/---
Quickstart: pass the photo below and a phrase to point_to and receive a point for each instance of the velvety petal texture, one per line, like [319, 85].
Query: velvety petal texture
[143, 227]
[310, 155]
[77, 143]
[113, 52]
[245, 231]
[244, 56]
\---
Repeat every entry exactly as written above.

Your response |
Quickstart: pass the photo below and a phrase to point_to and receive a point for each instance of the velvety petal texture, one per line, like [319, 85].
Query: velvety petal texture
[143, 227]
[310, 155]
[77, 143]
[113, 52]
[245, 231]
[244, 56]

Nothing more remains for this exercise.